# Text to read

────────────────────────────────────────

We'll look at implementing guided back propagation in tensorflow. Summary - it doesn't look as good as what we did before (i.e: guidedbackprop). Some differences:
Original work:
- Keras using theano
- pre-procecess images with log transofrm and grand mean subtraction
- classifying the two color shot - 4 outputs, just the lasing runs
Present work:
- Tensorflow
- Our own batch normalization
- classifying two outputs, from separate runs
- We may be learning some systematic run differences
- Not using a log transform
- outlier speckle gets picked up in guided backprop
Issue
One uses the tf.gradients function. For some reason, it is producing nan's when it goes through my BatchNormalization ops, on Dense layers. It is fine on the convnet. Workaround, skip over those layers in backprop.
Code:
- Move data reading, one hot, confusion matrix into MLUtil.py, one data reader for lasing, and another for 2 color labels with 4 outputs.
- Reading 2 color data is more complicated
- convention is a label of -1 means don't use this sample for training
- Reading 2 color data is more complicated
- Build models here, TFModel.py, notes:
- SequentialModel now has a methods to keep track of regularization
- build up sum of terms
- Total loss: mean(batch model) + sum(variable - L2 L1)
- should it be mean of variables?
- I don't think so, this way adding more variables mean you work harder to minimize that term
- move making the optimizer and final loss into SequentialModel
- ex07 won't use this, still make loss directly
- ex08, which will regularize over 2 color 4 outputs, will use it
Guided Back Prop
- start with logit that scored high for predicted label
- don't use softmax, nonlinearity mixes in tyring to make the other logits small
- compute derivative of logit with respect to image
- Could do this with one call to tf.gradients, but for guided, and to work around batchnorm nan issue, go layer by layer
- Per paper: Striving for Simplicity: The All Convolutional Net, do the following
- When doing backprop through a relu:
- zero out negative values of gradient (don't propogate errors from above)

────────────────────────────────────────

# Listed entries
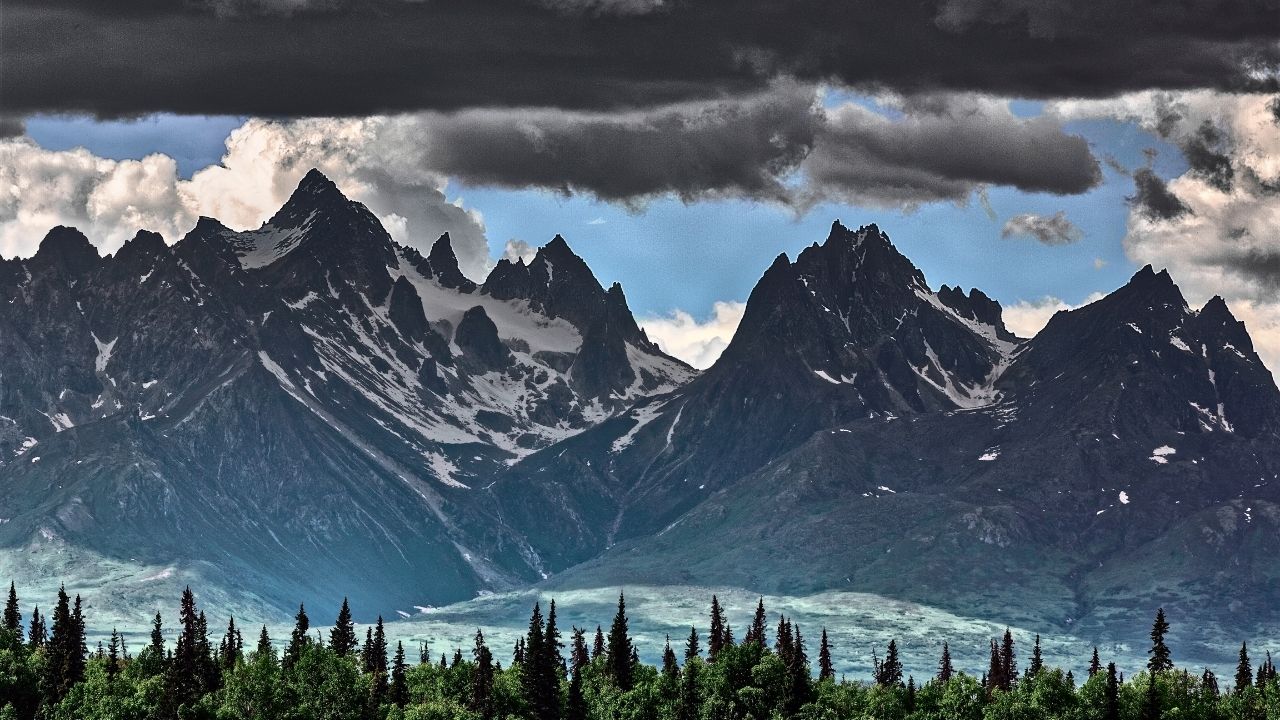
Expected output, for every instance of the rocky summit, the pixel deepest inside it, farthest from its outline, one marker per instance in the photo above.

────────────────────────────────────────

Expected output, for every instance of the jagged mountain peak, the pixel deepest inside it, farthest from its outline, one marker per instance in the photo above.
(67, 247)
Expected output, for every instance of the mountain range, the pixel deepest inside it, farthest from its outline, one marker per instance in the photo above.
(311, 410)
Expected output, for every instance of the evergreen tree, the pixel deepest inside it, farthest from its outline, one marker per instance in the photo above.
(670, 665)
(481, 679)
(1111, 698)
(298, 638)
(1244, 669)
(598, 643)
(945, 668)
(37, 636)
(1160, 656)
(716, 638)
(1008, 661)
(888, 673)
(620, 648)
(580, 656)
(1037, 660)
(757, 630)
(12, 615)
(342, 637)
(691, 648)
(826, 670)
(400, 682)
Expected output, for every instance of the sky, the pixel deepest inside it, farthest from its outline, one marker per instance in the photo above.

────────────────────────────────────────

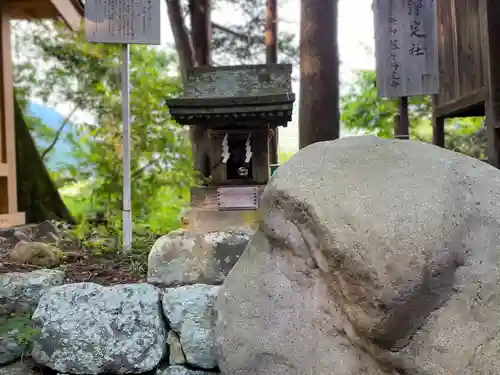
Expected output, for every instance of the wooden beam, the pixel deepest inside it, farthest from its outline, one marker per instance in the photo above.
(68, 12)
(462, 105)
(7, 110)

────────────────────────────────────────

# Task to carry out
In the guided backpropagation notes, where does the tf.gradients function produce nan's? Rely only on the guided backpropagation notes, not on the rows.

# Complete output
It produces nan's when it goes through the BatchNormalization ops on Dense layers.